CHALLENGE >> List every line in the entries that contains the word "grey", treating uppercase and lowercase as different.

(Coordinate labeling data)
--------------------------------

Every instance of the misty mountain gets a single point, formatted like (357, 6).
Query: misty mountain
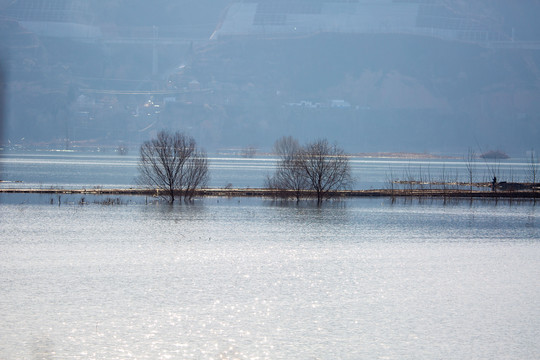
(455, 74)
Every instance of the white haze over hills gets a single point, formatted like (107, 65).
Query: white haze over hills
(416, 76)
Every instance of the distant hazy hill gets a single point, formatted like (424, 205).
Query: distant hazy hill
(402, 92)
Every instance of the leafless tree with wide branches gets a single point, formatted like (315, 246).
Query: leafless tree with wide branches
(317, 169)
(172, 164)
(326, 167)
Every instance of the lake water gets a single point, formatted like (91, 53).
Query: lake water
(231, 278)
(84, 169)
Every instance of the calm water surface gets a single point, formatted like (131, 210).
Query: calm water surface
(88, 170)
(252, 279)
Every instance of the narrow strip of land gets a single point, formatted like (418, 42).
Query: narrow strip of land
(271, 193)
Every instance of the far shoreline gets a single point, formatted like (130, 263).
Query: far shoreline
(281, 194)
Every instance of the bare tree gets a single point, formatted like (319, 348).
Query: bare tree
(533, 170)
(173, 164)
(471, 165)
(326, 168)
(289, 175)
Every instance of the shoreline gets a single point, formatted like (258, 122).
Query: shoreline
(269, 193)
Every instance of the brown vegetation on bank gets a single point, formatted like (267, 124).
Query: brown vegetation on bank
(530, 193)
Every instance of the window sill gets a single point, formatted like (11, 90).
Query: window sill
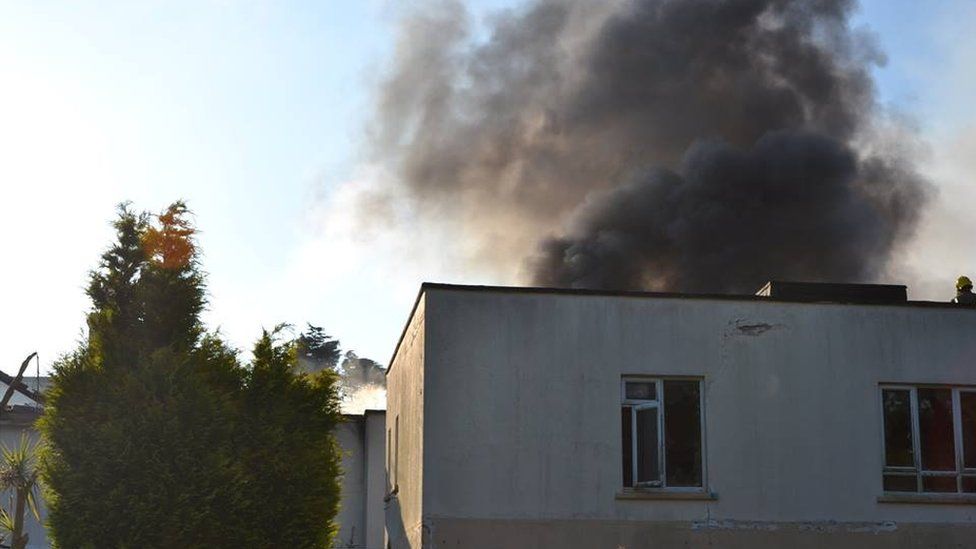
(963, 499)
(667, 495)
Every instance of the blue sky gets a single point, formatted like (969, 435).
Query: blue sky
(254, 113)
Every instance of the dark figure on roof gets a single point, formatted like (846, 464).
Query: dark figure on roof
(964, 292)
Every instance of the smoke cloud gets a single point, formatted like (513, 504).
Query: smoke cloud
(694, 145)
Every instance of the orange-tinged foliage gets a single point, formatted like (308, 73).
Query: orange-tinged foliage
(170, 244)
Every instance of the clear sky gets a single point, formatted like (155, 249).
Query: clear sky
(254, 111)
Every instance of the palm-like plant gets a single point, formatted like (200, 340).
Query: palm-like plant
(18, 473)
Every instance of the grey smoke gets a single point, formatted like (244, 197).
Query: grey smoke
(651, 144)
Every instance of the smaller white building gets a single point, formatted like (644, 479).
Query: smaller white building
(361, 513)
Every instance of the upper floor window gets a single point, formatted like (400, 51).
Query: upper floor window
(929, 439)
(661, 431)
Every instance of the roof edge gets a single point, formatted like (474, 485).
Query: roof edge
(673, 295)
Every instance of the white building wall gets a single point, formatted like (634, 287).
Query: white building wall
(522, 405)
(375, 421)
(405, 402)
(361, 514)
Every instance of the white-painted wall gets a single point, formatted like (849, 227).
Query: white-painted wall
(360, 518)
(521, 403)
(405, 402)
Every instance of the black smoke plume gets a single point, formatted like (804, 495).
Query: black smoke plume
(651, 144)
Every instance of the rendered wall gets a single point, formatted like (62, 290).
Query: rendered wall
(405, 400)
(522, 411)
(352, 510)
(375, 478)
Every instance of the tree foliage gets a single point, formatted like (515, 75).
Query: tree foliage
(317, 351)
(158, 436)
(18, 474)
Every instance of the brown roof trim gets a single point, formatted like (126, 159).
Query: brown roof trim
(403, 332)
(673, 295)
(656, 295)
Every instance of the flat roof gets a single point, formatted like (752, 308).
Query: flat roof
(656, 295)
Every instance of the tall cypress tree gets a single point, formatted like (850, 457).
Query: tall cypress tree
(150, 422)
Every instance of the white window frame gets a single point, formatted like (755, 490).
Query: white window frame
(916, 470)
(658, 402)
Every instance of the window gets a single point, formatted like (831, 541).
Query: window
(929, 439)
(661, 432)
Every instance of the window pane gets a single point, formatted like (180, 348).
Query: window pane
(899, 450)
(682, 433)
(647, 455)
(899, 483)
(967, 401)
(938, 484)
(935, 429)
(627, 449)
(641, 390)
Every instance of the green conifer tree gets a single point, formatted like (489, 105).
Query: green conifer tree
(153, 434)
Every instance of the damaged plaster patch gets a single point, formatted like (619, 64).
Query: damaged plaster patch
(713, 524)
(752, 328)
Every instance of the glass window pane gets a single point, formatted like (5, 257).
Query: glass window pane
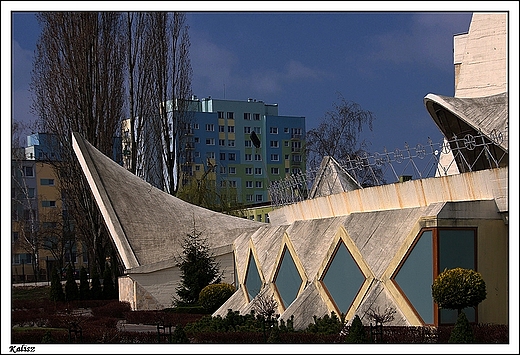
(343, 278)
(288, 280)
(456, 249)
(253, 281)
(416, 277)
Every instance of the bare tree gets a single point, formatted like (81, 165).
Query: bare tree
(339, 136)
(77, 83)
(159, 89)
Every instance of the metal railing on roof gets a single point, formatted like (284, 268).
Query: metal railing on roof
(417, 162)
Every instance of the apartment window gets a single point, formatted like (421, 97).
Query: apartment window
(47, 182)
(31, 192)
(48, 203)
(28, 171)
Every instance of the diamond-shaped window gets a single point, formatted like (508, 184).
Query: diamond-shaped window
(343, 278)
(287, 280)
(253, 282)
(415, 276)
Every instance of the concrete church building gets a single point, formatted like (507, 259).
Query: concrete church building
(358, 248)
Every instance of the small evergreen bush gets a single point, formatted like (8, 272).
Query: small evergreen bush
(84, 287)
(213, 296)
(56, 292)
(462, 332)
(357, 333)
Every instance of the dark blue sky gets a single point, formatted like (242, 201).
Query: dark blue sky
(387, 61)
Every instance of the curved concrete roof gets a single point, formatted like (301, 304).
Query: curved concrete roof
(146, 224)
(488, 115)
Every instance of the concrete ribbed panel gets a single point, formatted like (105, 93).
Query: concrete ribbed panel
(267, 242)
(152, 222)
(308, 304)
(378, 301)
(241, 248)
(379, 235)
(236, 302)
(306, 236)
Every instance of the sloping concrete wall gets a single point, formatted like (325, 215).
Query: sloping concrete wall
(479, 185)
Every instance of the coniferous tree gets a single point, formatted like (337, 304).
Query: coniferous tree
(71, 287)
(56, 292)
(108, 284)
(198, 268)
(84, 287)
(95, 290)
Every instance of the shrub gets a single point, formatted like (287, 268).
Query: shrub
(213, 296)
(462, 332)
(458, 288)
(357, 333)
(326, 325)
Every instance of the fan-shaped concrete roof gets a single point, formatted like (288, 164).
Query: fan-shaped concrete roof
(146, 224)
(459, 116)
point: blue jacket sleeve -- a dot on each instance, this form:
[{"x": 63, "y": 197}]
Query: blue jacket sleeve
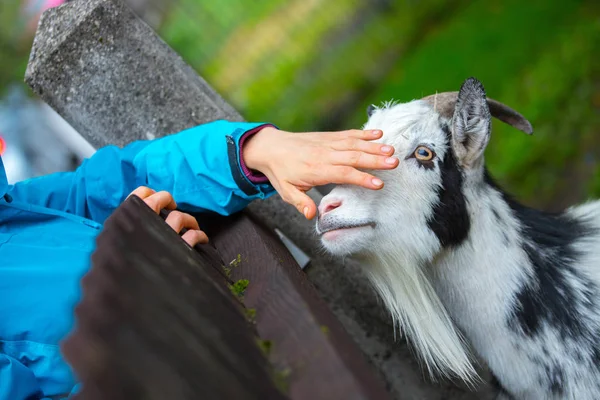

--------------------------------

WRITTEN RESPONSE >>
Every instance of the grey smoke gets a single point, formatted like (244, 197).
Query: grey smoke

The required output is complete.